> **Exercise objective**
Extract every line of the rows below that contains the string "tree". Case counts, so a line qualifies only if the capitalization matches.

##############################

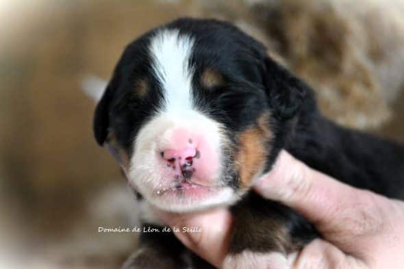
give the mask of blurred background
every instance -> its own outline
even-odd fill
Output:
[[[391,0],[0,0],[0,268],[117,268],[136,205],[82,90],[179,16],[230,21],[313,86],[342,125],[404,140],[404,3]],[[3,267],[2,267],[3,266]]]

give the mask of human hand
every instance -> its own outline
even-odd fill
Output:
[[[404,202],[356,189],[314,170],[283,151],[254,186],[266,198],[303,214],[323,235],[268,268],[399,268],[404,264]],[[225,209],[198,214],[162,214],[168,225],[199,227],[176,233],[202,258],[222,268],[231,216]],[[275,266],[273,266],[276,264]]]

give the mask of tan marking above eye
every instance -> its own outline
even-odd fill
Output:
[[[143,97],[147,92],[147,83],[144,79],[137,80],[135,82],[135,94],[139,97]]]
[[[223,85],[224,82],[222,74],[211,68],[205,68],[201,76],[201,83],[208,89]]]

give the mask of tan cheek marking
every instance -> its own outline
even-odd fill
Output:
[[[144,80],[138,80],[135,82],[135,93],[142,97],[147,93],[147,84]]]
[[[267,142],[272,139],[268,114],[261,116],[257,125],[244,131],[239,136],[240,149],[236,161],[242,188],[249,188],[257,172],[264,169],[270,149]]]
[[[201,76],[201,83],[208,89],[222,85],[223,77],[218,72],[212,68],[206,68]]]

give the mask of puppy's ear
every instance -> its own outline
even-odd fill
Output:
[[[95,140],[100,146],[104,144],[108,136],[110,104],[112,99],[112,90],[110,84],[107,86],[95,108],[92,130]]]
[[[307,86],[268,57],[264,62],[264,84],[274,116],[282,119],[293,117],[309,90]]]

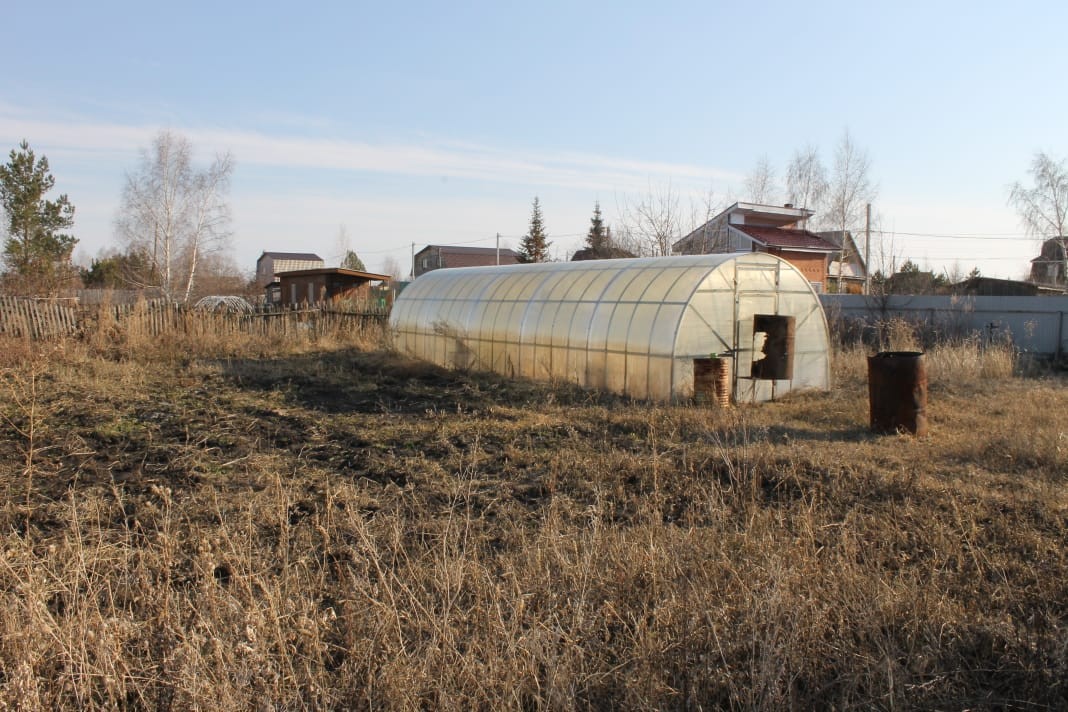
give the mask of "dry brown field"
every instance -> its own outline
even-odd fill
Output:
[[[928,352],[930,434],[374,333],[0,344],[0,709],[1066,709],[1068,389]]]

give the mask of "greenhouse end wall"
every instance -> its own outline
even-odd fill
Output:
[[[749,378],[758,314],[794,317],[792,375]],[[442,366],[566,380],[634,398],[693,396],[693,360],[732,359],[736,401],[830,382],[827,320],[789,263],[763,253],[441,269],[390,317],[400,352]]]

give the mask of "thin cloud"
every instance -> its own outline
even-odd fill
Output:
[[[157,127],[99,122],[58,122],[0,106],[0,139],[23,137],[35,146],[73,156],[112,155],[128,161],[146,147]],[[377,144],[344,139],[210,128],[176,129],[201,149],[229,151],[239,163],[591,190],[642,190],[650,181],[705,185],[737,176],[685,163],[607,158],[577,153],[527,153],[458,142]]]

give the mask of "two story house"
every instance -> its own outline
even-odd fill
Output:
[[[735,203],[672,246],[674,254],[767,252],[797,267],[816,291],[824,291],[832,256],[842,248],[803,227],[806,208]]]

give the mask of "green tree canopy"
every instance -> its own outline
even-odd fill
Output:
[[[586,233],[586,247],[594,252],[604,252],[610,247],[608,228],[600,213],[600,202],[594,203],[594,215],[590,219],[590,232]]]
[[[343,269],[355,269],[357,272],[367,271],[367,268],[363,266],[363,260],[352,250],[345,252],[345,258],[341,260],[341,266]]]
[[[534,196],[534,207],[531,209],[531,226],[519,243],[519,260],[524,263],[549,262],[549,236],[545,232],[545,220],[541,218],[541,204]]]
[[[18,290],[54,294],[74,274],[70,253],[78,240],[62,232],[74,225],[74,206],[65,194],[45,200],[54,185],[48,159],[38,160],[27,141],[0,165],[0,205],[7,228],[5,278]]]

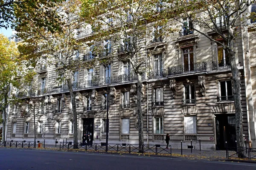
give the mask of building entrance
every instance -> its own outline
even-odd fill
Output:
[[[226,142],[229,147],[235,147],[236,140],[235,114],[215,115],[216,150],[226,149]]]
[[[84,134],[87,136],[90,135],[90,143],[93,143],[94,118],[84,118],[83,119],[83,135]]]

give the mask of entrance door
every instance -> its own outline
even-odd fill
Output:
[[[229,147],[236,147],[236,121],[235,114],[216,115],[217,150],[226,148],[226,142]]]
[[[90,135],[90,143],[93,142],[93,129],[94,118],[85,118],[83,119],[84,123],[83,125],[83,135],[86,134],[86,135]]]

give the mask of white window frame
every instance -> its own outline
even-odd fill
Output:
[[[121,134],[130,133],[130,119],[122,118]]]
[[[184,133],[196,134],[196,116],[184,116]],[[191,126],[192,127],[191,127]]]
[[[163,117],[154,117],[154,134],[163,134],[164,133],[164,123],[163,123]],[[159,124],[157,126],[157,123]],[[162,125],[162,128],[161,128],[161,125]],[[158,127],[157,127],[158,126]],[[157,131],[157,128],[158,128],[158,131]]]

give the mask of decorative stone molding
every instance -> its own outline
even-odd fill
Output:
[[[96,91],[96,90],[93,90],[93,92],[92,93],[92,99],[93,101],[92,101],[92,103],[94,104],[94,105],[97,105],[97,98],[98,98],[98,92]]]
[[[116,90],[115,88],[110,88],[110,92],[109,95],[113,98],[113,103],[116,104]]]
[[[176,82],[175,79],[170,80],[170,88],[172,91],[172,96],[175,99],[177,96]]]
[[[203,96],[205,96],[205,76],[198,76],[198,85],[200,86],[200,91]]]

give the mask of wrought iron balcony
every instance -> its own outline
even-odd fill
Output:
[[[165,70],[151,71],[148,73],[148,79],[157,79],[165,76]]]
[[[223,101],[233,101],[234,96],[217,96],[217,101],[220,102]]]
[[[195,104],[195,99],[184,99],[182,100],[182,104],[186,105],[187,104]]]
[[[163,106],[163,102],[152,102],[152,106]]]
[[[78,38],[85,37],[93,34],[93,31],[91,28],[87,28],[80,31],[77,35]]]
[[[190,35],[194,34],[194,30],[189,30],[185,29],[183,31],[180,32],[180,36],[184,36],[185,35]]]
[[[196,62],[190,65],[179,65],[168,68],[168,76],[185,73],[206,71],[206,62]]]
[[[229,60],[224,60],[221,61],[212,62],[212,70],[217,70],[230,68],[230,63]]]
[[[125,105],[119,105],[119,108],[120,109],[126,109],[130,108],[130,105],[128,104]]]

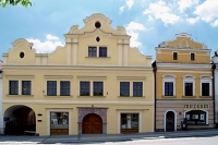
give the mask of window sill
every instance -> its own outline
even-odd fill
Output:
[[[110,59],[110,57],[85,57],[86,59]]]
[[[34,97],[34,95],[7,95],[8,97]]]
[[[199,98],[213,98],[213,96],[199,96]]]
[[[183,98],[196,98],[196,96],[182,96]]]
[[[96,98],[98,98],[98,97],[102,97],[102,98],[104,98],[104,97],[106,97],[106,96],[77,96],[77,97],[81,97],[81,98],[86,98],[86,97],[88,97],[88,98],[89,98],[89,97],[96,97]]]
[[[145,96],[118,96],[119,98],[145,98]]]
[[[161,96],[162,98],[177,98],[177,96]]]
[[[70,98],[70,97],[73,97],[73,96],[60,96],[60,95],[56,95],[56,96],[51,96],[51,95],[44,95],[45,97],[61,97],[61,98]]]

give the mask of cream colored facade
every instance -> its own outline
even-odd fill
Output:
[[[124,27],[113,29],[105,15],[84,23],[72,26],[65,46],[51,53],[37,53],[34,44],[17,39],[3,55],[4,123],[15,125],[10,121],[21,117],[14,112],[27,107],[23,116],[39,135],[153,132],[152,57],[131,48]]]
[[[214,128],[210,49],[182,33],[155,50],[156,130]]]

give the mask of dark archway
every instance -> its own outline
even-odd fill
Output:
[[[36,116],[32,108],[26,106],[12,106],[4,112],[5,134],[35,134]]]
[[[88,113],[83,119],[83,134],[101,134],[102,119],[96,113]]]
[[[174,131],[174,112],[168,111],[166,114],[166,131]]]

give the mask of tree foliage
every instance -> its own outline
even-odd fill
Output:
[[[32,5],[33,3],[31,0],[0,0],[0,5],[2,5],[3,8],[8,4],[11,4],[11,5],[21,4],[23,7],[27,7],[27,5]]]

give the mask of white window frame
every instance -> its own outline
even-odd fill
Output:
[[[193,94],[193,96],[195,96],[195,78],[196,77],[191,74],[183,76],[183,96],[185,96],[185,83],[192,83],[192,85],[193,85],[192,94]]]
[[[96,50],[96,57],[88,57],[88,48],[89,47],[96,47],[97,48],[97,50]],[[99,57],[99,48],[100,47],[107,47],[107,57]],[[109,57],[109,47],[108,46],[96,46],[96,45],[87,46],[87,57],[88,58],[108,58]]]
[[[162,75],[162,96],[165,96],[165,83],[166,82],[172,82],[173,83],[173,96],[175,96],[175,78],[177,78],[177,76],[172,75],[172,74]]]
[[[203,96],[202,83],[209,83],[209,96],[211,96],[211,78],[213,78],[213,76],[202,75],[202,76],[199,76],[199,78],[201,78],[201,96]]]

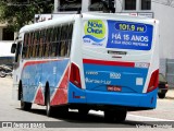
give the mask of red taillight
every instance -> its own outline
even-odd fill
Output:
[[[82,88],[79,69],[74,63],[71,64],[70,81],[77,87]]]
[[[150,78],[149,86],[147,93],[156,90],[159,85],[159,70],[156,70]]]

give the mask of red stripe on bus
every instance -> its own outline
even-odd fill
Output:
[[[135,67],[135,62],[105,61],[105,60],[92,60],[92,59],[83,59],[83,63],[103,64],[103,66],[120,66],[120,67]]]

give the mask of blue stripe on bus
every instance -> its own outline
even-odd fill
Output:
[[[121,86],[123,93],[142,93],[147,73],[148,68],[84,63],[86,90],[90,91],[107,92],[107,85],[115,85]],[[112,74],[121,76],[111,79]]]
[[[26,66],[22,72],[24,100],[34,102],[39,84],[45,87],[47,81],[49,82],[50,96],[52,96],[69,61],[69,59],[64,59]]]
[[[69,103],[156,108],[157,92],[158,88],[146,94],[88,91],[80,90],[70,83]]]

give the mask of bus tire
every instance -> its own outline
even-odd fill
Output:
[[[47,95],[46,95],[46,114],[48,117],[52,117],[53,115],[53,107],[50,105],[50,90],[47,90]]]
[[[21,96],[21,109],[22,110],[29,110],[32,108],[32,103],[24,102],[24,95],[23,95],[22,87],[21,87],[20,96]]]

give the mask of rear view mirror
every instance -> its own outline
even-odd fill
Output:
[[[11,47],[11,53],[15,53],[16,50],[16,44],[13,44]]]

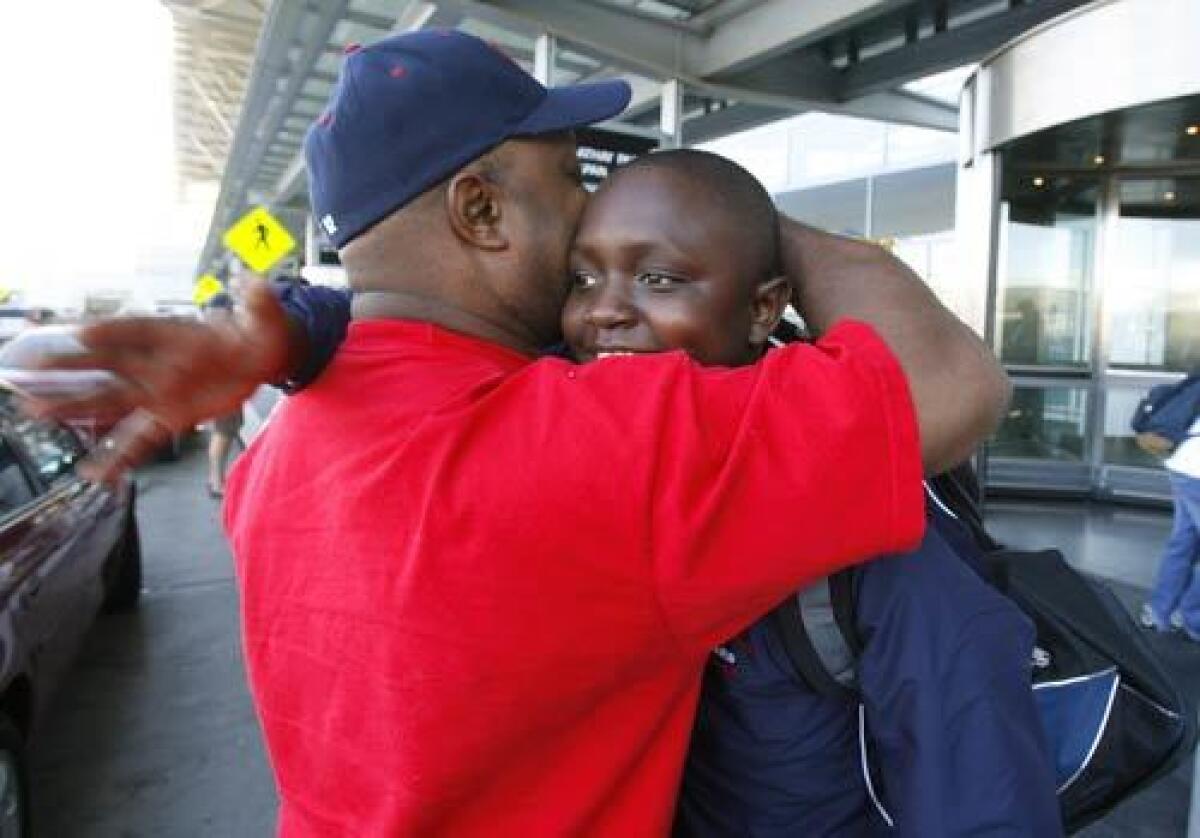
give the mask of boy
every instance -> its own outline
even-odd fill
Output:
[[[683,351],[704,365],[752,363],[790,294],[773,231],[766,191],[715,155],[665,151],[619,169],[593,196],[572,249],[570,354],[620,364]],[[312,321],[310,292],[320,311],[337,311],[319,301],[325,289],[293,288],[284,303],[301,319]],[[328,315],[317,319],[314,342],[338,334]],[[800,683],[767,619],[713,654],[679,833],[1061,832],[1030,689],[1032,627],[947,546],[942,533],[955,522],[930,515],[914,553],[856,571],[862,707]],[[882,788],[864,772],[868,748]]]

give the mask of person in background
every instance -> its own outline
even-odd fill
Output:
[[[228,324],[234,318],[233,297],[220,293],[204,304],[204,318],[210,323]],[[235,409],[217,417],[209,423],[209,497],[224,497],[226,468],[229,465],[229,455],[233,453],[234,443],[240,444],[239,432],[241,431],[242,408],[239,405]]]
[[[1158,632],[1182,629],[1200,642],[1200,417],[1163,463],[1171,481],[1175,520],[1158,564],[1158,579],[1142,605],[1141,624]]]
[[[352,53],[310,130],[354,322],[226,505],[281,834],[666,834],[713,646],[916,545],[922,471],[1000,418],[1003,372],[911,271],[799,226],[784,269],[815,345],[730,370],[538,360],[587,200],[571,131],[629,97],[422,31]],[[286,319],[250,304],[238,333],[88,329],[58,367],[132,382],[34,409],[170,429],[292,376]]]

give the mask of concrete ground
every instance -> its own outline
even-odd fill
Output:
[[[139,475],[146,592],[103,617],[62,686],[32,755],[35,836],[140,838],[274,833],[276,796],[246,690],[236,588],[198,445]],[[997,503],[1014,546],[1057,545],[1115,580],[1130,607],[1150,583],[1169,517],[1080,504]],[[1153,638],[1200,695],[1200,646]],[[1128,801],[1087,838],[1182,838],[1190,761]]]
[[[59,690],[34,744],[34,834],[274,834],[275,786],[199,443],[138,483],[142,607],[102,617]]]

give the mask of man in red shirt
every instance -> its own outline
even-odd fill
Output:
[[[626,100],[421,32],[352,54],[310,132],[355,323],[227,505],[284,834],[666,833],[709,650],[913,546],[922,466],[998,418],[1002,373],[916,277],[803,228],[785,268],[815,347],[534,361],[584,199],[568,131]],[[248,381],[284,370],[274,323],[190,334]],[[142,381],[110,405],[217,407],[146,370],[198,343],[136,328],[84,335]]]

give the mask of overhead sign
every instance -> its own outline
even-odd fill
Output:
[[[196,305],[202,306],[223,291],[224,286],[221,280],[212,274],[205,274],[192,286],[192,299],[196,300]]]
[[[576,157],[580,161],[580,172],[583,174],[583,185],[588,192],[594,192],[618,166],[659,146],[656,140],[647,137],[604,128],[578,128],[575,132],[575,140],[578,144]]]
[[[296,246],[287,228],[263,206],[238,219],[221,240],[256,274],[269,271]]]

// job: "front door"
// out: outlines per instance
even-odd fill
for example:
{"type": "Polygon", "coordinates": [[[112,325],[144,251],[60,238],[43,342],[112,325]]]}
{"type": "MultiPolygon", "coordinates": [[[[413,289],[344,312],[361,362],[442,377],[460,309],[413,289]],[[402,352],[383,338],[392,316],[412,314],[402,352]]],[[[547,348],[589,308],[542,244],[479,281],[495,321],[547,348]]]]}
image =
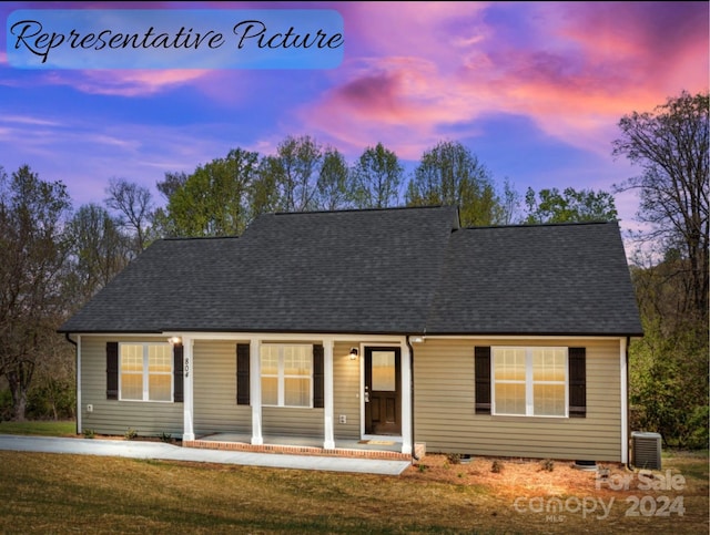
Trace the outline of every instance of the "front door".
{"type": "Polygon", "coordinates": [[[365,433],[402,434],[399,348],[365,348],[365,433]]]}

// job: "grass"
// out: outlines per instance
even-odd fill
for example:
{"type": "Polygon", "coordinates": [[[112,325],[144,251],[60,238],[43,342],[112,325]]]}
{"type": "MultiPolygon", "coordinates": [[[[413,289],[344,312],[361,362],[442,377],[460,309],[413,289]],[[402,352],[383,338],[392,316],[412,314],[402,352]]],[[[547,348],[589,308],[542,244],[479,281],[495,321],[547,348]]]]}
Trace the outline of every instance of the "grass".
{"type": "Polygon", "coordinates": [[[75,422],[0,422],[0,434],[38,434],[42,436],[75,436],[75,422]]]}
{"type": "Polygon", "coordinates": [[[678,492],[596,491],[592,474],[564,462],[547,472],[539,461],[507,460],[493,474],[491,461],[454,466],[427,455],[425,470],[377,476],[0,451],[0,533],[708,533],[707,453],[665,455],[660,474],[687,481],[678,492]],[[599,510],[549,515],[514,505],[552,495],[613,506],[599,519],[599,510]],[[682,497],[684,512],[628,516],[628,498],[646,495],[653,504],[682,497]]]}

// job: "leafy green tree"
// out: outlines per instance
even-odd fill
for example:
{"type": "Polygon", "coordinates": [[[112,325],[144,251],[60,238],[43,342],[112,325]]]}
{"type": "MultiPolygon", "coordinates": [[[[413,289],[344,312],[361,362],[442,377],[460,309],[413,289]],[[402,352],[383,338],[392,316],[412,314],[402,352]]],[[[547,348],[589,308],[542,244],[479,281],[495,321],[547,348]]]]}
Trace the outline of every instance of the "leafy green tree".
{"type": "Polygon", "coordinates": [[[236,236],[248,223],[258,153],[234,148],[199,166],[172,192],[160,226],[172,236],[236,236]]]}
{"type": "Polygon", "coordinates": [[[382,143],[367,147],[353,169],[352,196],[358,208],[387,208],[399,203],[404,166],[382,143]]]}
{"type": "Polygon", "coordinates": [[[24,420],[38,362],[57,343],[65,312],[62,280],[71,203],[60,182],[43,182],[23,165],[0,169],[0,375],[13,418],[24,420]]]}
{"type": "Polygon", "coordinates": [[[501,213],[490,173],[458,142],[424,153],[405,197],[407,206],[456,205],[463,226],[497,224],[501,213]]]}
{"type": "Polygon", "coordinates": [[[577,191],[566,187],[560,193],[556,187],[540,189],[536,195],[528,188],[525,195],[528,225],[541,223],[612,222],[617,219],[613,196],[594,189],[577,191]]]}
{"type": "Polygon", "coordinates": [[[276,154],[262,162],[266,183],[276,186],[278,210],[305,212],[317,208],[317,181],[323,147],[311,136],[288,136],[276,154]]]}
{"type": "Polygon", "coordinates": [[[335,210],[347,206],[348,176],[345,157],[336,148],[326,148],[316,183],[318,209],[335,210]]]}
{"type": "Polygon", "coordinates": [[[709,95],[668,99],[619,122],[613,154],[641,167],[617,191],[640,194],[633,280],[645,337],[629,348],[638,422],[677,446],[708,446],[709,95]]]}
{"type": "Polygon", "coordinates": [[[264,156],[252,187],[252,213],[337,209],[347,203],[347,164],[315,138],[288,136],[264,156]]]}

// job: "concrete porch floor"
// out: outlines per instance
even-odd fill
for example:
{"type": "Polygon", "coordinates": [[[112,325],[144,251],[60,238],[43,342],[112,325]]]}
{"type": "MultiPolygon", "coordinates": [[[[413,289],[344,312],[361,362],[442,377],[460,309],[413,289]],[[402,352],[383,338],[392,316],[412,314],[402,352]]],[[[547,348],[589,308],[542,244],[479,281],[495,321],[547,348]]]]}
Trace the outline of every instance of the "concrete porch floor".
{"type": "MultiPolygon", "coordinates": [[[[263,445],[251,443],[251,435],[242,433],[215,433],[196,436],[194,441],[183,441],[183,447],[204,450],[226,450],[256,453],[287,453],[292,455],[328,455],[341,457],[385,459],[412,461],[413,455],[402,453],[402,442],[397,438],[381,436],[373,440],[336,440],[335,449],[323,447],[323,439],[316,436],[264,436],[263,445]]],[[[425,444],[414,446],[417,459],[426,451],[425,444]]]]}

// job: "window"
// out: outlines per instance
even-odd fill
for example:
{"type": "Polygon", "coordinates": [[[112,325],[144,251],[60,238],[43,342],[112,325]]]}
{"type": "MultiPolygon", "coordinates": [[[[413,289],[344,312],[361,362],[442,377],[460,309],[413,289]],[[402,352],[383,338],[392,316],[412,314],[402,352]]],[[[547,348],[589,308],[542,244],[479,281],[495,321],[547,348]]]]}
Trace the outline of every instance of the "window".
{"type": "Polygon", "coordinates": [[[261,347],[262,404],[313,407],[313,347],[261,347]]]}
{"type": "Polygon", "coordinates": [[[172,401],[172,346],[121,343],[119,358],[121,400],[172,401]]]}
{"type": "Polygon", "coordinates": [[[493,348],[493,413],[567,416],[567,348],[493,348]]]}

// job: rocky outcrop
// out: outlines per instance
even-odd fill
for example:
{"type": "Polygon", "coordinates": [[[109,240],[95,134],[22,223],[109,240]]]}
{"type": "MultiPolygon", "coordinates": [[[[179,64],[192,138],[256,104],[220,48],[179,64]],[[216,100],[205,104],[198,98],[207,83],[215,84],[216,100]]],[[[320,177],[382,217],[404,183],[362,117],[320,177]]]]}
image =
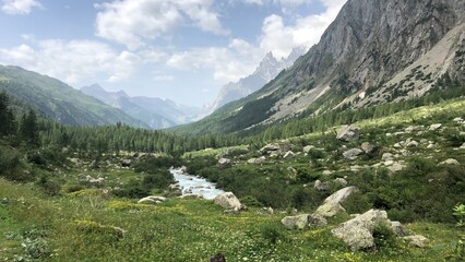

##############################

> **Solution for this task**
give the mask of "green tree canopy"
give the mask of tree foliage
// job: "leafy green tree"
Trace the outline of every instance of the "leafy green tree".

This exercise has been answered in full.